Stored data entries:

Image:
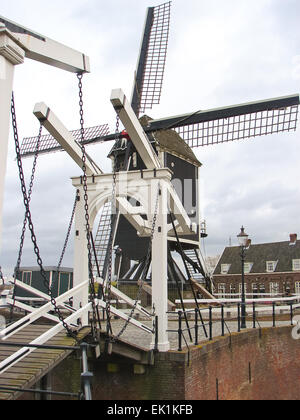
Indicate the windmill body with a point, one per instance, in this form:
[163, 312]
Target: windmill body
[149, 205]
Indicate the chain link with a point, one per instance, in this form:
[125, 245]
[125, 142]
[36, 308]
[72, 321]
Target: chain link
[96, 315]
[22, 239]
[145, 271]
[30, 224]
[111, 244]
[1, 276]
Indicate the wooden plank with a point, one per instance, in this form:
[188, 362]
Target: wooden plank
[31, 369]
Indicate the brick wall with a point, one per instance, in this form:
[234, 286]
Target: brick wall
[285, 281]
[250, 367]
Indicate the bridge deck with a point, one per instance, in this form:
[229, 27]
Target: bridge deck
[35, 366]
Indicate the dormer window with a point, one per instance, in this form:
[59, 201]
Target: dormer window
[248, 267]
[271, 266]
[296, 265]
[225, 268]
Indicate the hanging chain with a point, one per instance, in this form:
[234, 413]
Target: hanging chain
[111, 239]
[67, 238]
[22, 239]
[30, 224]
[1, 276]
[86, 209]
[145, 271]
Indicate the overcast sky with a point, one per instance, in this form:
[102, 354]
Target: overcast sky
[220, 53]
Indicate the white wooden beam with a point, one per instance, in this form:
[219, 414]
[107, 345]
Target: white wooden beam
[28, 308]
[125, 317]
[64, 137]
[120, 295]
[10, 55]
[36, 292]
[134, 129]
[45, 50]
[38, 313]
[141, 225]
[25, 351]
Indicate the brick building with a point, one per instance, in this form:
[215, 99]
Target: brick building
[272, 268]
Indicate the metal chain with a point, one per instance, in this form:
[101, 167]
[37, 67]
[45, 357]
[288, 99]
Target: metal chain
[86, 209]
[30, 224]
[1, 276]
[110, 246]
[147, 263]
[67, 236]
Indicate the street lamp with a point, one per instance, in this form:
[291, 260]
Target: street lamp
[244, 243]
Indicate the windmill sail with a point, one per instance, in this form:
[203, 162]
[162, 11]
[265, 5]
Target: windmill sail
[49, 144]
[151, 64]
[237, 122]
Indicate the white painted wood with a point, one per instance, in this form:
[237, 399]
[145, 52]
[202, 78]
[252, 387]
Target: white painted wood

__Work instruction__.
Begin with the line that contains "Indicate the white painted" and end with the last line of the records; set down every line in that span exactly, and nothing else.

__Task solution__.
Indicate the white painted wood with a point, one per instance, in this form:
[237, 399]
[145, 52]
[202, 78]
[252, 387]
Target: white painted wood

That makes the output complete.